* Start SOURCE *
Create a parser that accepts all SQL dialects.
It would accept common dialects such as Oracle, MySQL, PostgreSQL, BigQuery. If you have preferred dialects, please let us know in the comments section. (If you're willing to work on a particular dialect, even better!)
We would do this in a new module, inheriting and extending the parser in the same way that the DDL parser in the "server" module does.
This would be a messy and difficult project, because we would have to comply with the rules of each parser (and its set of built-in functions) rather than writing the rules as we would like them to be. That's why I would keep it out of the core parser. But it would also have large benefits.
This would be new territory Calcite: as a tool for manipulating/understanding SQL, not (necessarily) for relational algebra or execution.
* End SOURCE *
◆ **REQUIRED WORK**:
1 - Condense the paragraph of the parser proposal that begins "This would be a messy and difficult project" into a short bulleted list, keeping its main facts.
2 - Please reproduce verbatim the part of the parser proposal between "It would accept" and "dialect, even better!)", inclusive.
The material has no connection to the parser proposal.
* Start RAW RECORDS *
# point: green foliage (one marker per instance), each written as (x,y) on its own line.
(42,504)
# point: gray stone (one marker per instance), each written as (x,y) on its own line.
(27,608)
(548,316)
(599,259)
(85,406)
* End RAW RECORDS *
◆ **EXERCISE RESULTS**:
1 -
- The project would be messy and difficult.
- It would have to comply with the rules of each parser and its set of built-in functions, rather than writing the rules as they would ideally be.
- For that reason, it would be kept out of the core parser.
- It would also have large benefits.

2 -
It would accept common dialects such as Oracle, MySQL, PostgreSQL, BigQuery. If you have preferred dialects, please let us know in the comments section. (If you're willing to work on a particular dialect, even better!)